▶ **Text for analysis**
==*==

Security researcher claims banks are key to killing rogue online pharmacies

The news comes hard on the heels of a UK couple claiming their autistic son took his own life after ordering prescription drugs from an Egyptian website, which authorities have since closed, Infosecurity notes.

According to Brian Krebs of Krebs on Security, unlicensed pharmacies create public health risks and confuse consumers who are looking for safe and reliable prescription medicines.

"Rogue pharma web sites are primarily advertised with the help of spam, malicious software, and hacked web sites. Curbing this drug dealing activity would promote both public health and internet users' safety" he says in his latest security wire.

"Recent findings highlight additional levers that policymakers could use to curb sales at rogue online pharmacies, by convincing the card-issuing banks to stop accepting these charges or by enacting legislation similar to that used to squelch online gambling operations", he adds.

Krebs goes on to cite figures from sales data apparently stolen from Glavmed, a Russian affiliate program that pays webmasters to host and promote online pharmacy sites that sell a variety of prescription drugs without requiring a prescription.

==*==

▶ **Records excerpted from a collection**

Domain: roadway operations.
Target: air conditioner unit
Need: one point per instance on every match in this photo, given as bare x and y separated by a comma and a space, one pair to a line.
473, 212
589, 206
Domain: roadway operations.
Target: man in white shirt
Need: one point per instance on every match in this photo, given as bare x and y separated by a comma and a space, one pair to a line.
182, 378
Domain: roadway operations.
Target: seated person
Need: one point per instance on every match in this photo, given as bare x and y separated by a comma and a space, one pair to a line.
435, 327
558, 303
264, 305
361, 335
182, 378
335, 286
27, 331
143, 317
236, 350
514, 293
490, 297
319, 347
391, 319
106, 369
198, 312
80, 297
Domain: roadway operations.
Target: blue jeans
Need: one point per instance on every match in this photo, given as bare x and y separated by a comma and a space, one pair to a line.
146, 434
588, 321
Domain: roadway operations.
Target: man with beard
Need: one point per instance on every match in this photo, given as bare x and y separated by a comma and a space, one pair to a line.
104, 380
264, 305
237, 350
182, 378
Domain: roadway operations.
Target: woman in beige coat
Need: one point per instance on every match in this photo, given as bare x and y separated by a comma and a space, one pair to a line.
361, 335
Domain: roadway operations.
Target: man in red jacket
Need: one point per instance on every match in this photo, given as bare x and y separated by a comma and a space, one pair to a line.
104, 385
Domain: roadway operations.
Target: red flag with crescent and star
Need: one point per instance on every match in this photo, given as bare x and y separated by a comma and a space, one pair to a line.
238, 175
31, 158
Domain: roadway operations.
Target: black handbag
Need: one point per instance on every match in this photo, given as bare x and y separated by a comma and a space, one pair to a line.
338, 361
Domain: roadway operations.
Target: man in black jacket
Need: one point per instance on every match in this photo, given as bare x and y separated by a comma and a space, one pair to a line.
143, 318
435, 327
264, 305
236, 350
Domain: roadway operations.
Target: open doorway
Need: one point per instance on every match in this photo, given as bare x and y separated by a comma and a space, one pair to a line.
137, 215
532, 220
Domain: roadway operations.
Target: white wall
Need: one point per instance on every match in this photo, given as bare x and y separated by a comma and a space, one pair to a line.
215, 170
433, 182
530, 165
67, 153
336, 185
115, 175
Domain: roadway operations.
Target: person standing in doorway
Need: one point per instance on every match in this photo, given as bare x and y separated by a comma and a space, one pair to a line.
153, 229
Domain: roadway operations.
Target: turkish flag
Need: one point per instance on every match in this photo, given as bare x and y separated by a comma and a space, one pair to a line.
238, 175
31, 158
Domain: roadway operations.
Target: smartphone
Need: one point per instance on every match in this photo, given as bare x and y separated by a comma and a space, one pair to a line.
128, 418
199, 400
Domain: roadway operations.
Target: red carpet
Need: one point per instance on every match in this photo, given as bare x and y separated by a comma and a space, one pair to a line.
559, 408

==*==

▶ **Exercise set**
[a] In the article on rogue online pharmacies, how are rogue pharma websites primarily advertised?
[b] Continue the article on rogue online pharmacies, picking up right after its last sentence about Glavmed.

▶ **Answer set**
[a] They are advertised primarily through spam, malicious software, and hacked websites.

[b]
Data derived from the bank ID number - essentially the first six digits of a payment card number - shows that 15% of all Glavmed purchases were made by Bank of America cardholders.

However, the security researcher asserts, the task of blocking card transactions by the major banks may not be as easy as it sounds, as he cites Stefan Savage - one of the authors of key University of California study on the issue - as saying there is no shortage of smaller financial institutions willing to take on riskier transactions such as online pharmaceuticals.

"The issue is that it is not a cheap or quick transaction to set up a new banking relationship", Savage told Krebs.

"You need to meet these guys, Visa or MasterCard needs signed credentials for both you and the bank, and this process can take a week at light speed to set up", he said.

"So, even if you as a pharmaceutical organisation can change processors, you can't do it overnight. And on the flip side, it would take me seconds to figure out if a pharma organisation switched [processing] banks", he added.

"So, technically, if [card-issuing] banks were willing to adopt a blacklisting approach, there is absolutely no way these pharma outfits could keep up", he asserted.